→ EXERCISE BRIEF
Pull every line of text from the data below and reproduce it verbatim, leaving out the pictures.

---------------

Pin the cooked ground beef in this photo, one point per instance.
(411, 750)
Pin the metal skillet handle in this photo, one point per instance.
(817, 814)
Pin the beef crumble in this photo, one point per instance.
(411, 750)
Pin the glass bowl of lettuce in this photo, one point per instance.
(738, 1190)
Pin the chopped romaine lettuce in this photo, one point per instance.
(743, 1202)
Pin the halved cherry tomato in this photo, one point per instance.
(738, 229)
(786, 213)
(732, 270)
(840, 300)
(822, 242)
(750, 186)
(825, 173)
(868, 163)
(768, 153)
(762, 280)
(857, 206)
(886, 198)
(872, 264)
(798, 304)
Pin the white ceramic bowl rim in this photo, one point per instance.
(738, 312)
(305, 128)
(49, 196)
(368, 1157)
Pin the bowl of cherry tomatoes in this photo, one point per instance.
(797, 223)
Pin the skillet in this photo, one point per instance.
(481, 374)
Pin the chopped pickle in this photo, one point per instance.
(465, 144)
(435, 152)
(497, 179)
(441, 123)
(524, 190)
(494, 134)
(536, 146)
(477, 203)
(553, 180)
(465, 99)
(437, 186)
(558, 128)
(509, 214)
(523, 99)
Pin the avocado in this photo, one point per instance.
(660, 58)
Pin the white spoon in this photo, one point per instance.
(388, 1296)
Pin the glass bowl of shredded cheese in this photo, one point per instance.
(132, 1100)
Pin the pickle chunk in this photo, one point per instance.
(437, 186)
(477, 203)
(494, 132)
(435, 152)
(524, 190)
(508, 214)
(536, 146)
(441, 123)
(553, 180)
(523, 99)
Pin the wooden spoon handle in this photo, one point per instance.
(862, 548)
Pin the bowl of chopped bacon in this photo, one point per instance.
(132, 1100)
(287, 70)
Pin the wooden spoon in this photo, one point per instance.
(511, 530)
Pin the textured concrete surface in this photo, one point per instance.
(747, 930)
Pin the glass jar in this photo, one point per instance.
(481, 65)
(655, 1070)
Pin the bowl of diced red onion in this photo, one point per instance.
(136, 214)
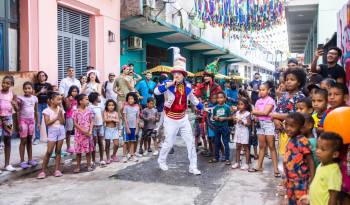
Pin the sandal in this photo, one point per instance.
(41, 175)
(254, 170)
(278, 175)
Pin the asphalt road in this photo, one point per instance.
(144, 183)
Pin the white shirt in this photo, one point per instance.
(110, 94)
(66, 83)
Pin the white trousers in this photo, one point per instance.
(171, 129)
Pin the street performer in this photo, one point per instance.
(209, 87)
(177, 93)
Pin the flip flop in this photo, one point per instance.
(213, 161)
(254, 170)
(278, 175)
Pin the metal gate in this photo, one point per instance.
(73, 42)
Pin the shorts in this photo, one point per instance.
(56, 133)
(111, 133)
(69, 124)
(211, 133)
(97, 131)
(295, 190)
(266, 128)
(199, 129)
(149, 133)
(6, 121)
(130, 137)
(26, 127)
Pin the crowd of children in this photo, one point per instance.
(316, 163)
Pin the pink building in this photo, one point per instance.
(50, 35)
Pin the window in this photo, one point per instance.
(9, 31)
(156, 56)
(73, 42)
(2, 8)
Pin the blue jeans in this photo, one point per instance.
(41, 108)
(222, 132)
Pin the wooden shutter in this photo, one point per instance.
(73, 41)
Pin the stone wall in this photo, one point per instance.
(20, 78)
(129, 8)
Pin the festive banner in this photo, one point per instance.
(343, 38)
(240, 15)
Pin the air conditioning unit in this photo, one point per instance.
(134, 43)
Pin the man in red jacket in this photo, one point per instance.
(209, 86)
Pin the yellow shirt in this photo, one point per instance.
(326, 178)
(316, 119)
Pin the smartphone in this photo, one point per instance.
(320, 46)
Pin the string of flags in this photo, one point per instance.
(240, 15)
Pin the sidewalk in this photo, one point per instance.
(38, 153)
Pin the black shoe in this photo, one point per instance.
(141, 151)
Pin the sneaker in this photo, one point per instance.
(125, 160)
(102, 163)
(235, 166)
(134, 159)
(33, 163)
(141, 151)
(23, 165)
(70, 150)
(36, 142)
(115, 158)
(245, 167)
(155, 153)
(163, 167)
(195, 171)
(58, 173)
(41, 175)
(10, 168)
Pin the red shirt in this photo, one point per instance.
(179, 106)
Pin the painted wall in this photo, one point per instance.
(195, 61)
(327, 18)
(38, 37)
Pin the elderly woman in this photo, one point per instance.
(93, 83)
(41, 88)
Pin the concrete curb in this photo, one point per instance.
(7, 176)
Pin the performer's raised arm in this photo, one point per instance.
(194, 100)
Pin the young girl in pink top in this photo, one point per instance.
(54, 120)
(26, 120)
(83, 123)
(7, 101)
(266, 129)
(71, 105)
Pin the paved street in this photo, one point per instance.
(144, 183)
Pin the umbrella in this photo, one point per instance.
(221, 76)
(164, 69)
(199, 74)
(159, 69)
(236, 77)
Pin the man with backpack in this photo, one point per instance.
(107, 88)
(145, 88)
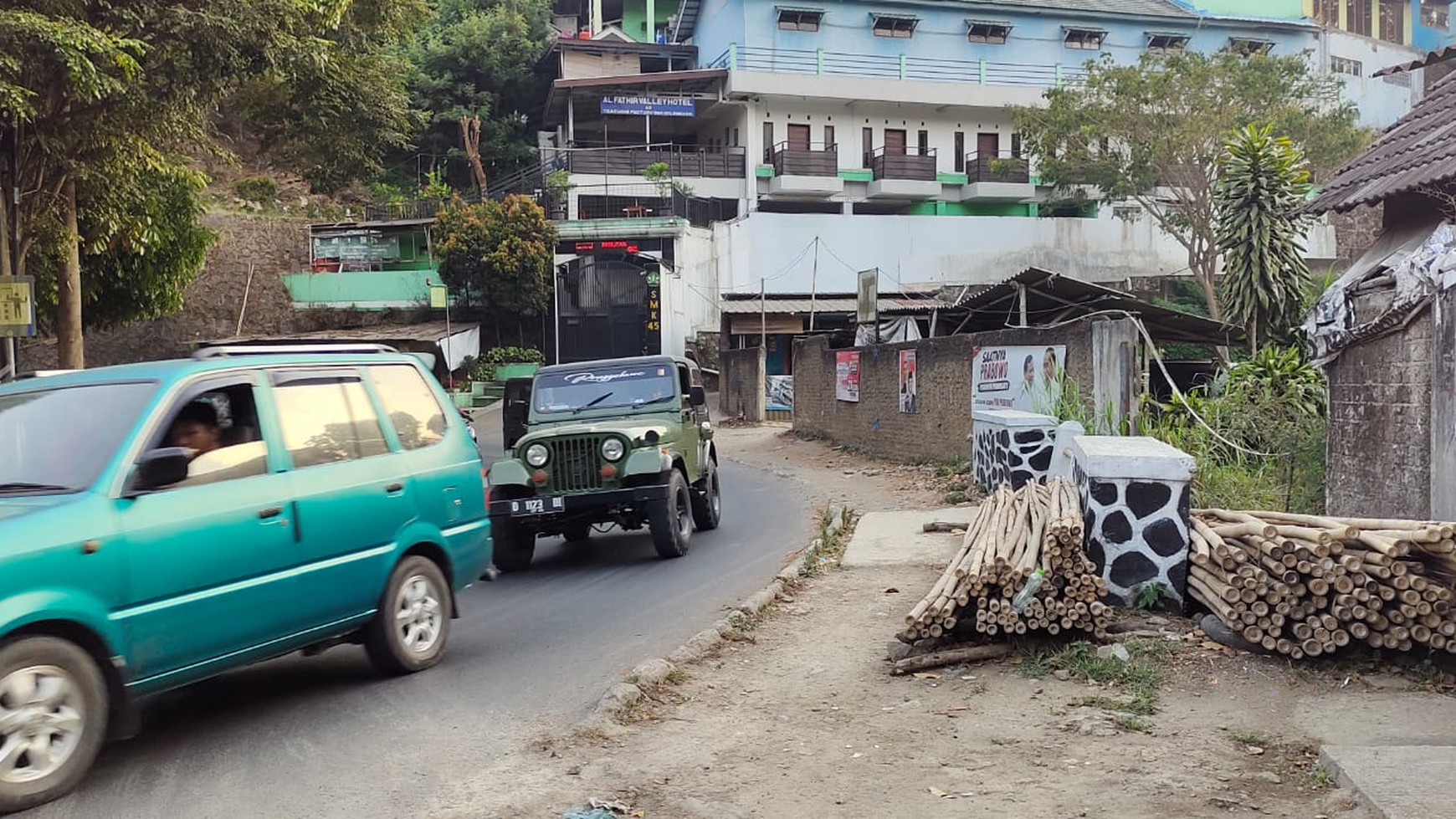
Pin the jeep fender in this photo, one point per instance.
(510, 472)
(647, 462)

---------------

→ PROBLEM SOLUTION
Pin the cooked ground beef in this photo, one point per instance.
(411, 750)
Pin the metal skillet handle in this photo, one point per instance.
(817, 814)
Pin the beef crumble in this photo, one point per instance.
(411, 750)
Pin the glass bowl of lettuce in this photo, one point per instance.
(738, 1190)
Pin the chopped romaine lettuce in this photo, one point per instance.
(743, 1202)
Pin the halved cherry tomato in this photo, one point per instance.
(738, 229)
(786, 213)
(732, 270)
(840, 300)
(822, 242)
(750, 186)
(825, 173)
(868, 163)
(768, 153)
(762, 280)
(857, 206)
(886, 198)
(872, 264)
(798, 304)
Pin the white ceramic bowl rim in this photo, one point per instance.
(738, 312)
(305, 128)
(49, 196)
(368, 1157)
Pin the bowl of cherry tomatoes in this photo, one point per instance.
(797, 223)
Pin the skillet in this photo, one point per instance.
(481, 374)
Pin the chopped pickle in this photo, one point per instance.
(465, 144)
(435, 152)
(497, 179)
(441, 123)
(524, 190)
(494, 134)
(536, 146)
(477, 203)
(553, 180)
(465, 99)
(437, 186)
(558, 128)
(509, 214)
(523, 99)
Pin the avocado in this photo, one point per instance.
(660, 58)
Pin the white spoon in this photo, one point per instance.
(388, 1296)
Pin the glass bowl of shredded cheese in this photo, one point per instance.
(132, 1100)
Pin the pickle chunk in this photo, one point per instance.
(437, 186)
(477, 203)
(494, 132)
(435, 152)
(524, 190)
(508, 214)
(536, 146)
(441, 123)
(553, 180)
(523, 99)
Pin the wooden spoon handle in this photo, one point per instance.
(862, 548)
Pin the bowl of chopped bacon in this photo, one point per instance.
(132, 1100)
(287, 70)
Pin the wooden spoon in this photo, one point per instance.
(511, 530)
Pin the textured concrete surface in this photo, one point per instance.
(747, 930)
Pin the glass jar in this photo, one point per instance.
(481, 65)
(655, 1070)
Pin the bowl of diced red onion in this photo, one point per instance.
(136, 214)
Pin the sandal in this photo, one point per instance.
(41, 175)
(254, 170)
(278, 175)
Pin the asphalt road in this photo, one point per instance.
(144, 183)
Pin the white shirt in this photo, one point per instance.
(110, 94)
(66, 83)
Pin the white trousers in this photo, one point per instance.
(171, 129)
Pin the street performer in this photo, one point per instance.
(209, 87)
(177, 93)
Pin the flip flop in this photo, one point per instance.
(213, 161)
(254, 170)
(278, 175)
Pin the metal gate in this photo, one point per instance.
(73, 42)
Pin the shorts in this photo, one point per instance.
(56, 133)
(111, 133)
(69, 124)
(211, 133)
(97, 131)
(295, 190)
(266, 128)
(199, 129)
(149, 133)
(6, 121)
(130, 137)
(26, 127)
Pin the crowd of children in this photo, one point per instance.
(316, 163)
Pin the pink building in this photo, one point per instance.
(50, 35)
Pin the window in this photo, one point per instance.
(9, 31)
(156, 56)
(73, 42)
(2, 8)
Pin the blue jeans in this photo, one point per instance.
(41, 108)
(222, 132)
Pin the wooden shutter in this photo, one point per instance.
(73, 41)
Pin the stone wall in this photo, one point per instance.
(20, 78)
(129, 8)
Pin the festive banner in this photo, one point per instance.
(343, 38)
(240, 15)
Pin the air conditioning unit in this photo, one point per instance.
(134, 43)
Pin the man in red jacket in this photo, one point per instance.
(209, 86)
Pin the yellow shirt in this photo, one point per instance.
(326, 178)
(316, 119)
Pin the smartphone in this photo, one point per instance.
(320, 46)
Pin the string of flags in this photo, one point per instance.
(240, 15)
Pin the sidewalk in this photo, one point per instance.
(38, 153)
Pin the black shoe in this photo, one point per instance.
(141, 151)
Pin the sneaker in this photo, one point per instance.
(125, 160)
(102, 163)
(235, 166)
(134, 159)
(33, 163)
(141, 151)
(23, 165)
(70, 150)
(36, 142)
(115, 158)
(245, 167)
(155, 153)
(163, 167)
(195, 171)
(58, 173)
(41, 175)
(10, 168)
Pin the red shirt in this photo, one point per instance.
(179, 106)
Pin the painted wall in this photo, one point per instance.
(195, 61)
(327, 18)
(38, 37)
Pin the elderly woman in this photo, one point per instance.
(93, 83)
(41, 88)
Pin the concrete curb in this photo, one point per instance.
(7, 176)
Pin the performer's raised arm in this photo, one point per instance.
(194, 100)
Pin the young girl in pink top in this photo, one point per instance.
(54, 120)
(26, 120)
(83, 123)
(7, 101)
(266, 129)
(71, 105)
Pin the paved street in this photo, one point per instance.
(144, 183)
Pin the umbrella in this photo, one point per instance.
(221, 76)
(164, 69)
(199, 74)
(159, 69)
(236, 77)
Pin the man with backpack in this photo, one point per instance.
(107, 88)
(145, 88)
Pin the jeep fender in this photo, one point per instance.
(510, 472)
(647, 462)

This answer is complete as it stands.